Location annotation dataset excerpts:
----

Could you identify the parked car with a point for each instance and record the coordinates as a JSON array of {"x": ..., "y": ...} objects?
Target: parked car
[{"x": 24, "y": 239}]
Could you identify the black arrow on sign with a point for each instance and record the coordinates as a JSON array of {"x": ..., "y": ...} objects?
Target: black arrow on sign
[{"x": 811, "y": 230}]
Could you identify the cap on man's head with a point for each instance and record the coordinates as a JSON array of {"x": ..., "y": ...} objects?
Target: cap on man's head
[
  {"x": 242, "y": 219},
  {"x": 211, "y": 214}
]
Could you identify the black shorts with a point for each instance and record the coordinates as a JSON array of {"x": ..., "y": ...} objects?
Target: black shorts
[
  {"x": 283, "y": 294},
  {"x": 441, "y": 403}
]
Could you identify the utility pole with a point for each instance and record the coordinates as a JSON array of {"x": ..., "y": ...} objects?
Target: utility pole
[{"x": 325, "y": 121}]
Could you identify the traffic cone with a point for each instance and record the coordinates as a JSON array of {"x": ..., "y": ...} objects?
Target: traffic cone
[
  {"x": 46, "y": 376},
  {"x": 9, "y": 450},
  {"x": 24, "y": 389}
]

----

[What is asked]
Copy the listing above line for line, with no changes.

[Exercise response]
Could you identify the parked car with a point for each instance and record the coordinates as a JSON array of {"x": ..., "y": ...} objects?
Target: parked car
[{"x": 24, "y": 239}]
Could you identify the black arrow on sign with a point for each instance and record the coordinates as a JSON array of {"x": ..., "y": ...} objects?
Target: black arrow on sign
[{"x": 811, "y": 230}]
Could you identify the cap on man's head with a point for each instance and record the coordinates as a JSON array of {"x": ..., "y": ...} objects?
Target: cap on man's head
[
  {"x": 242, "y": 219},
  {"x": 211, "y": 214}
]
Could you identify the black shorts with a point for each instance and record the coordinates as a JSON array of {"x": ..., "y": ...} objects?
Target: black shorts
[
  {"x": 283, "y": 294},
  {"x": 441, "y": 403}
]
Could you identify the utility pole with a point for each instance and record the coordinates as a JSON array of {"x": ..., "y": ...} objects?
Target: utility pole
[{"x": 325, "y": 121}]
Could you identify the traffic cone with a point for each instance and record the coordinates as a JSON array of {"x": ..., "y": ...} objects?
Target: traffic cone
[
  {"x": 46, "y": 376},
  {"x": 9, "y": 450},
  {"x": 24, "y": 389}
]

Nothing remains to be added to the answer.